**Task 1:** Could you copy, word for word, the part of the entries below that opens with the line containing "TARGET: green grass field" and runs through the last line of the entries?

**Passage given:**
'''

User Tools

Site Tools


edu:no-weld_car

No-Weld Car

Description

  • Welding is awesome, but many schools, groups, etc. do not have the capabilities due to lack of equipment and/or lack of instructors. We should develop ideas for a PPPRS vehicle that requires no welding. This page will collect ideas around how to build a no-weld car.

Notes

  • Some people have thrown around ideas of using wood, or Aluminum extrusion, or Unistrut, or Aluminum bolted together with plates. All of these are valid, and just need to be fleshed out and designed/built.
  • Whatever is designed/built, there should be a list of required tools. For instance, using metal may be fine, because a simple hand too (a hacksaw) can be used to cut metal, as long as it doesn't need to be super-precise. Thing about how you could build things without CNC machines, or even without power tools. Some parts, like spindles, can always be purchased rather than made. Think about the problems you're trying to solve and where to direct your efforts.
  • In designing/building a vehicle, think about what a team of kids working in a garage, or a school without much of a shop could do. Scale things appropriately, and most of all, document it all!
  • Triangles are your friend.
  • Small bolts are your enemy. The bolts on 80/20 aluminum channel tend to be too small, and they are constrained in only two dimensions. They tend to slip in the other direction. Drill through.
  • When bolting things together, angles and bars may be easier than square or round tube, because the bolts will not tend to crush the hollow sections, and the crushing of the hollow sections will not loosen the bolts over time.
  • Nyloc nuts are your friend. The vibration will loosen and undo standard nuts.

Example Builds

The following builds show examples of no-weld techniques.

    • Has a body made primarily of 1 inch Aluminum angle, and built using primarily a Harbor Freight bandsaw, a drill press, and hand tools.
  • Florida Car
    • Built by Nick Polanosky. There are welds, bolted connections, and in some places both. Uses bandsaw, angle grinder, manual mill, manual lathe, mig welder w/spool gun.
    • (Wait, there are welds?)
    • Being built by Milwaukee Makerspace members for the 2019(?) season, this car is almost exclusively wood and can (so far) be built with saws and a drill.

'''

**Source data:**
'''

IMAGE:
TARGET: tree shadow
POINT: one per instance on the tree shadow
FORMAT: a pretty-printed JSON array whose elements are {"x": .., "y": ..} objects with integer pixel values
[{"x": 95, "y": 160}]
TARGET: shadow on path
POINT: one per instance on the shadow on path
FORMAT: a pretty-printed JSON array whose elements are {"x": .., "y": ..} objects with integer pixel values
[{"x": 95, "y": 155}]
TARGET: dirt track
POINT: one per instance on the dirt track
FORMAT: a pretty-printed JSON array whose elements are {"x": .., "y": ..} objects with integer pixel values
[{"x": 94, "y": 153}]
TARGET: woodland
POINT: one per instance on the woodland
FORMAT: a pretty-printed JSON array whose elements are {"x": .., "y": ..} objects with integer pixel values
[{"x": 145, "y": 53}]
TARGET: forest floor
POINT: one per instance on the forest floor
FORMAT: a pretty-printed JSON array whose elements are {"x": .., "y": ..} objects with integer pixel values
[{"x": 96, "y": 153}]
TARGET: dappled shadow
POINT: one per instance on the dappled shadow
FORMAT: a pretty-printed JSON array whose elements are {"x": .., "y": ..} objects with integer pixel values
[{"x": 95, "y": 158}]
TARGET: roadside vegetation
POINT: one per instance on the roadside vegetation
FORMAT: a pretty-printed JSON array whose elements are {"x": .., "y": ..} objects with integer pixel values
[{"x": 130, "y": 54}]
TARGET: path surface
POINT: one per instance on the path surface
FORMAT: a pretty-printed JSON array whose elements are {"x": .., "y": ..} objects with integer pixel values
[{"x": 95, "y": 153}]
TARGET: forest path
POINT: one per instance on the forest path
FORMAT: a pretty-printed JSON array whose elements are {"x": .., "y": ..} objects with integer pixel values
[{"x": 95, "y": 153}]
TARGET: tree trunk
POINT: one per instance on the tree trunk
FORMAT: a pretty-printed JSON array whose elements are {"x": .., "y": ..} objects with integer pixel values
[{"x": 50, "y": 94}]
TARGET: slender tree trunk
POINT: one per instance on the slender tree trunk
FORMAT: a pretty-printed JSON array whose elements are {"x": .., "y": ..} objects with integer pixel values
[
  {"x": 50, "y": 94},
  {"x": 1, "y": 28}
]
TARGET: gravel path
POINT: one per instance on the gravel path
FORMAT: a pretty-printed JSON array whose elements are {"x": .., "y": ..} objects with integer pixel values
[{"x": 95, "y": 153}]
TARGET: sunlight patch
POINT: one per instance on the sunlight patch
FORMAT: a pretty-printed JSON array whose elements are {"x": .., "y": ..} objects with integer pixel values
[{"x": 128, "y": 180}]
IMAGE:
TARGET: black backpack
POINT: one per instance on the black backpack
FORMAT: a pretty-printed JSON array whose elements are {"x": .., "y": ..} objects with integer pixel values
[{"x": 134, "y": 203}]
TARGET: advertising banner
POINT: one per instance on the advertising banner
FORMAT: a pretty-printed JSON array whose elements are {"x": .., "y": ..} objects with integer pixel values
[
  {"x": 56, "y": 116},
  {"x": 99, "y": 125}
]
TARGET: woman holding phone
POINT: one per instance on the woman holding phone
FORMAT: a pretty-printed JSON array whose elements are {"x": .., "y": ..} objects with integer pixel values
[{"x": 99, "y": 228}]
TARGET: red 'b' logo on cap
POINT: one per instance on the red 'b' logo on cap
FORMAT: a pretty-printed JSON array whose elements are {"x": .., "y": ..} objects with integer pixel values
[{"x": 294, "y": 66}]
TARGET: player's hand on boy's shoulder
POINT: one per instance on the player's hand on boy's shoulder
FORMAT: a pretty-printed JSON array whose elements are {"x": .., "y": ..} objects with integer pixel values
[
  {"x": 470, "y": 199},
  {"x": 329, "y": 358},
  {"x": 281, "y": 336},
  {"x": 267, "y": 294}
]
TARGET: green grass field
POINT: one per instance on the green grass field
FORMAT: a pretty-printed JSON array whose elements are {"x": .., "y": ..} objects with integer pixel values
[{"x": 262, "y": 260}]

'''

**Task 2:** Can you repeat verbatim the part of the no-weld car page above that opens with the words containing "The following builds" and closes with "welder w/spool gun."?

**Exercise solution 1:**
TARGET: green grass field
POINT: one per instance on the green grass field
FORMAT: a pretty-printed JSON array whose elements are {"x": .., "y": ..} objects with integer pixel values
[{"x": 262, "y": 260}]

**Exercise solution 2:**
The following builds show examples of no-weld techniques.

    • Has a body made primarily of 1 inch Aluminum angle, and built using primarily a Harbor Freight bandsaw, a drill press, and hand tools.
  • Florida Car
    • Built by Nick Polanosky. There are welds, bolted connections, and in some places both. Uses bandsaw, angle grinder, manual mill, manual lathe, mig welder w/spool gun.